There is no "753 style" seatstay treatment. Some came with seatstay caps and others were fastback style. With that much chrome it is unlikely to be made from 753 tubing. 
I posted an old Merckx ad in a thread further down that had both variations in the same photo.


----------



## rccardr

I stand corrected. Every 80's merckx I've seen without the EM logo on the seat stays was characterized as a 753. My five other Merckx Corsa and Corsa Extra frames all have the logo stays.

At any rate, and no matter which tubing it's made from, it's a beautiful and wonderful riding bike.

Tried to post both a link and a pic, but site won't accept until I have more posts. It's on Photobucket, my username is rccardr if you care to do a search.

☆ ☆ ☆

## Short exercise A
In the thread on Merckx frames, how many other Merckx Corsa and Corsa Extra frames does rccardr say he owns?
## Short exercise B
Carry the thread on Merckx frames forward, starting after its final sentence.
The lines after this text have no connection to it.

☆ ☆ ☆

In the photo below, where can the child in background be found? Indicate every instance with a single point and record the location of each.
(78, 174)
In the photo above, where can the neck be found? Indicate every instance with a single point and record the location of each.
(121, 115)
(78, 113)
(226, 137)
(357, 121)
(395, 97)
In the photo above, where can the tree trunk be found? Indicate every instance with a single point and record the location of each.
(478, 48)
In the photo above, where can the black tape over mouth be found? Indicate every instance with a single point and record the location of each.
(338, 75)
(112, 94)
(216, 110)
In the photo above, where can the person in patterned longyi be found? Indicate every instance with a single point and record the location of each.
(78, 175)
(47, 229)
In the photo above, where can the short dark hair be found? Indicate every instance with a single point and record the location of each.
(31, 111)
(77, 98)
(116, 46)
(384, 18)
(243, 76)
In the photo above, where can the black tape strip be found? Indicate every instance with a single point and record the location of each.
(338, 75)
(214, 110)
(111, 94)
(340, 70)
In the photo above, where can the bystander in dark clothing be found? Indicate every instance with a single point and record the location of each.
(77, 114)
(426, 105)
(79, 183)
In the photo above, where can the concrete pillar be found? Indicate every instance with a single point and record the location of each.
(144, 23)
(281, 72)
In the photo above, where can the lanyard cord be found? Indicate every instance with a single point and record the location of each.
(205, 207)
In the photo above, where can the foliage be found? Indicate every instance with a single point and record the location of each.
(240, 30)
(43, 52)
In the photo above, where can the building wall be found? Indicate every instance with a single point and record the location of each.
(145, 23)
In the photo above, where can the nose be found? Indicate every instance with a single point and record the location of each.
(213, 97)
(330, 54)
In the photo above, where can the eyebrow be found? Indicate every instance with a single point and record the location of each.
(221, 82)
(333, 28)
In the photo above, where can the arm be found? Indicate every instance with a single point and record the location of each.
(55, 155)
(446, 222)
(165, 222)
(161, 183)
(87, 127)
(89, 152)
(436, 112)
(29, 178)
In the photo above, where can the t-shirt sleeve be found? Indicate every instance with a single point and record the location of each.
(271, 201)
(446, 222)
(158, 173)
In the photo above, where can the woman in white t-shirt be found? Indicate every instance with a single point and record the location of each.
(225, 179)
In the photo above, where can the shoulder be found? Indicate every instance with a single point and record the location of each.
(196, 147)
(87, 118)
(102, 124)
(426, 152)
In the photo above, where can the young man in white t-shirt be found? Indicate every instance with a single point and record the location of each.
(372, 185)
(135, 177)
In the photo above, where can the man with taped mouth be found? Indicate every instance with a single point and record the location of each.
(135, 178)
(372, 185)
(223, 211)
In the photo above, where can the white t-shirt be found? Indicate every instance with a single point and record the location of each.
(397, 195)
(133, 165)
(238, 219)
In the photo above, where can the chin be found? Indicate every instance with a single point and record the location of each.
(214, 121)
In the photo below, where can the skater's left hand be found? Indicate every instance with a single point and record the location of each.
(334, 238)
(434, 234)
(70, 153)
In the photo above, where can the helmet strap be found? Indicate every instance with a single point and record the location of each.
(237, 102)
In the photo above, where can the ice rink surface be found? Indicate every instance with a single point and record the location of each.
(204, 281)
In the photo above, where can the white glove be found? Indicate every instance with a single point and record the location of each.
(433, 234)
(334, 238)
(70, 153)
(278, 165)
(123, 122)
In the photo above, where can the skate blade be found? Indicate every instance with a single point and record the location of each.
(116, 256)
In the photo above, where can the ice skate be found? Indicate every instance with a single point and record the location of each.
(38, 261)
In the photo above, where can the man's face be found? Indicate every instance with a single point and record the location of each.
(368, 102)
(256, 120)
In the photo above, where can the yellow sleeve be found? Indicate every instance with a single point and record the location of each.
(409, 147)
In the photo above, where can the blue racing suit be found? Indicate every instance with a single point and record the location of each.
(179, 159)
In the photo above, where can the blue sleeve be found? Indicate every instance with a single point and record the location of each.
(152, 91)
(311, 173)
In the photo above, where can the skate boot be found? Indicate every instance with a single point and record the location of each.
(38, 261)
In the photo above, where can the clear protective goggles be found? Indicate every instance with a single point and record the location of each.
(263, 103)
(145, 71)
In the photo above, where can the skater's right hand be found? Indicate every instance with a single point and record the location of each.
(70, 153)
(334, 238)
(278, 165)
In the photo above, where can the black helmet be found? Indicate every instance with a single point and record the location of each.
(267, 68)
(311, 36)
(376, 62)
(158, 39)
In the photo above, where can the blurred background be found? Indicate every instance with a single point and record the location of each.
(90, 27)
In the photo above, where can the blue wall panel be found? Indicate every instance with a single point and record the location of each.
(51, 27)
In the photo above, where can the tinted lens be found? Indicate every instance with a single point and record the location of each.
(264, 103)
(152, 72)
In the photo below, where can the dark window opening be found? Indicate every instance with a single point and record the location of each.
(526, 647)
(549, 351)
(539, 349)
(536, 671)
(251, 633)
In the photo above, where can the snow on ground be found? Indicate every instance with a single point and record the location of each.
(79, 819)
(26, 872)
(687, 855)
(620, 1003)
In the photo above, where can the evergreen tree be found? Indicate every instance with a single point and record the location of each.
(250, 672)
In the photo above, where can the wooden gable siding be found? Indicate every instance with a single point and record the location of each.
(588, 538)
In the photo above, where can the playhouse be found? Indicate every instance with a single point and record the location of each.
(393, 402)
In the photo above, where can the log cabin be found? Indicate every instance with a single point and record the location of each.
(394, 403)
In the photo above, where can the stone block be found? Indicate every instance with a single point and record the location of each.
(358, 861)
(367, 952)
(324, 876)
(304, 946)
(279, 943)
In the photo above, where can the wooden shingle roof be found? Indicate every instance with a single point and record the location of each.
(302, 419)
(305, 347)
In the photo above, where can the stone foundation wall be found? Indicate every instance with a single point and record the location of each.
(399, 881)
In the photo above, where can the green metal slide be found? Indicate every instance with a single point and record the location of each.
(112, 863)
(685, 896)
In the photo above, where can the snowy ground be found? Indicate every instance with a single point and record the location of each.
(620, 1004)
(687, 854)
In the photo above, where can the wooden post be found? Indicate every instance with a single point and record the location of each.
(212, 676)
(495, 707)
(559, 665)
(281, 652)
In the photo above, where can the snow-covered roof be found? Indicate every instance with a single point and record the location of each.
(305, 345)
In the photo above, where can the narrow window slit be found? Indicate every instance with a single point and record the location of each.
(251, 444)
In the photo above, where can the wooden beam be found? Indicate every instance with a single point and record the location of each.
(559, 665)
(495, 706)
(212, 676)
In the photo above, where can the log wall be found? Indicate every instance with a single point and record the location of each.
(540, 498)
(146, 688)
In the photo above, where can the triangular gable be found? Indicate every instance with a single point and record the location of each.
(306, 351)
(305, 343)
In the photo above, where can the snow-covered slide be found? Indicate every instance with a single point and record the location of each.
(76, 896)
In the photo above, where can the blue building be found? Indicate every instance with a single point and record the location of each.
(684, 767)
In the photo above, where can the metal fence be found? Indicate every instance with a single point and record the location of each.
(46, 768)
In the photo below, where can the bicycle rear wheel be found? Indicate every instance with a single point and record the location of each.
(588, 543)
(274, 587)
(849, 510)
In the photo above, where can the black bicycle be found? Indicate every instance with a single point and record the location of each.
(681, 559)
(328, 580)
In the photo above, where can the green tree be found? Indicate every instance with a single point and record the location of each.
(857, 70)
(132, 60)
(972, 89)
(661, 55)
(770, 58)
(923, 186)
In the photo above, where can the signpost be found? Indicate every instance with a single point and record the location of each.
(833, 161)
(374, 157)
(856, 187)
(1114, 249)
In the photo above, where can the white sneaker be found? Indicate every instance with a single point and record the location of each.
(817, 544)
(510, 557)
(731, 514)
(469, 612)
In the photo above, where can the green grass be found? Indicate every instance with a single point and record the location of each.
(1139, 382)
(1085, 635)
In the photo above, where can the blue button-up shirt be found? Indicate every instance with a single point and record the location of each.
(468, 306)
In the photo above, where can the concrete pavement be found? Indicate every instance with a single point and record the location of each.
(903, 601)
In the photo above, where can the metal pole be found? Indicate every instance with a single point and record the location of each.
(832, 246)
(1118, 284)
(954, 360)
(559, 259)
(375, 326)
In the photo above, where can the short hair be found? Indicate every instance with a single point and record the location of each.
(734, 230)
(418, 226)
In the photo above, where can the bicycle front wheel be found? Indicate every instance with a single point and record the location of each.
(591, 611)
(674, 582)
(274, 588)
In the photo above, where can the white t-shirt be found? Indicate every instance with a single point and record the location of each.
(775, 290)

☆ ☆ ☆

## Exercise result A
Five.

## Exercise result B
----------



## martinrjensen

My 753 has the EM logo seat stays up at the seat tube end. in that regard it looks just like my 90's Corsa. The seat stays measure up to a different OD on the two bikes though. Sizes are not the same, don't know how much that matters, my Corsa (SL tubing) is a 58cm and the 753 is a 60cm frame.


----------



## jroden

I have owned a Corsa until it rusted out then an MXL. I found the corsa tended to flex a bit at the bottom bracket when sprinting or climbing hard, while the Leader is more rigid. They are bother really nice bikes.


----------



## aptivaboy

My 753 Gran Prix has the "753 seat stay" treatment, or whatever; no Merckx seat stay caps. Oddly, my 753 Peugot Chorus is the precise same way. I've seen some other 753 frames with that same method of joining the seat stays to the seat lug. Perhaps this was the preferred (though not the only) method with 753?


----------



## NACHO PEREZ

And what about Corsa Extra´s "SLX NEW"?


----------



## mtbjunkie09

Thats great detail



bjorn240 said:


> Best?
> 
> The MXL was the most expensive, so there's that...but best is a tough question to answer.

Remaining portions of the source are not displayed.